§ **What is expected**
Continue the article on the Court of Appeal's ruling that earning capacity is not a matrimonial asset, starting right after its last sentence.

English Court of Appeal follows US case example in deciding earning capacity is not a matrimonial asset to be shared
Jane Keir of Kingsley Napley LLP reports on how the case will affect American seeking divorce in the UK
London is often seen as “Divorce capital of the world“ by wealthy expats, usually the wives, wanting a generous divorce settlement, but this latest UK case shows there are limits.
The English Court of Appeal issued an emphatic “No” in April 2018 to an attempt by a wife to argue that her husband’s earning capacity is capable of being a matrimonial asset, to which the sharing principle applies and in the product of which, as a result, she had a continuing entitlement to share.
The case (Waggott v Waggott  EWCA Civ 727) involved Karen Waggott, ex-wife of successful businessman William Waggott, FD of TUI Travel, attempting to increase her annual maintenance payment. Mrs Waggott had received some £8.4m of capital resources in her divorce settlement and her former husband some £7.8m, after a contested final hearing. She received an additional £1.4m comprising deferred remuneration earned by the husband so that her total settlement came to £9.76m. She was also awarded continuing maintenance to bridge the shortfall between her assumed net income (£60,000) and her annual income needs at £175,000. Both parties appealed.
The main plank of the wife’s argument on appeal was that an earning capacity is “an asset referable to or the product of marital endeavour and should, therefore, be divided between the parties by application of the sharing principle as with other marital assets”. It was argued that a different outcome would not be fair due to its discriminatory nature.
The idea that an earning capacity is capable of being a matrimonial asset is not, however, a new one. Often on an appeal of this sort and at this level, legal representatives will look at the state and development of the law in other countries and jurisdictions and the United States is a particularly rich source with its 50 different states all with their own laws, precedents and court systems. Take the State of New York for example. In 1985 the case of O’Brien came up for adjudication. Mr and Mrs O’Brien married in the US and then moved to Mexico so that the husband could go to medical school and get his licence to practice as a doctor. They then moved back to the US so he could finish his medical training and get his licence. Some two months after he did so and filed for a divorce. New York’s highest court held that his medical degree could be divided if the wife could show she contributed to the process of obtaining it. The case of O’Brien remained good law in New York for some 30 years until 2015 when the New York Legislature effectively reversed it, stating that the court should not consider the value of a spouse’s enhanced earning capacity (e.g. arising from the licence, degree, celebrity goodwill or career enhancement) as marital property subject to distribution.

§ **Given information**

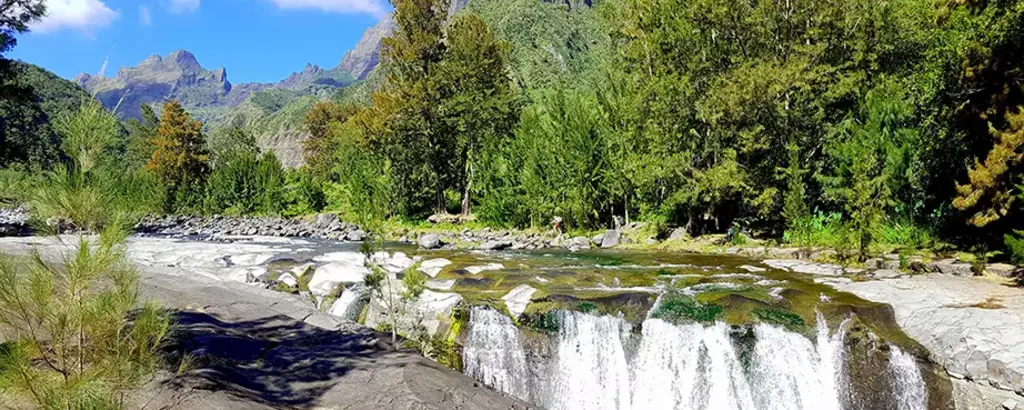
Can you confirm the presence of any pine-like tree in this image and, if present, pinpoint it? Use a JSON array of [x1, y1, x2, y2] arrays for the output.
[[953, 109, 1024, 227], [146, 99, 210, 208]]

§ **Result below**
Life is rarely, in fact, quite so simple and in the vast majority of cases, the earning capacity of one or both spouses is available and divisible because it generates the income in a marriage upon which any children are likely to depend, if not in addition, the non-earning spouse for probably many years ahead. Not only did Mrs Waggott fail to persuade the Court of Appeal that her husband’s earning capacity was capable of being a matrimonial asset and therefore, available for division, but the Court then allowed his appeal on the basis that the trial judge had failed to give sufficient weight to the clean break principle and it went on to order that what had previously been a joint lives order (providing for the wife to receive £175,000 p.a.) should be terminated on 21 March 2021.
So nice try by Mrs Waggott but no doubt about it, the Court of Appeal Judgment was emphatic in its rejection of any attempt to prolong a financial connection between the parties and that a full, clean break of both parties’ financial claims remains the ultimate objective on divorce.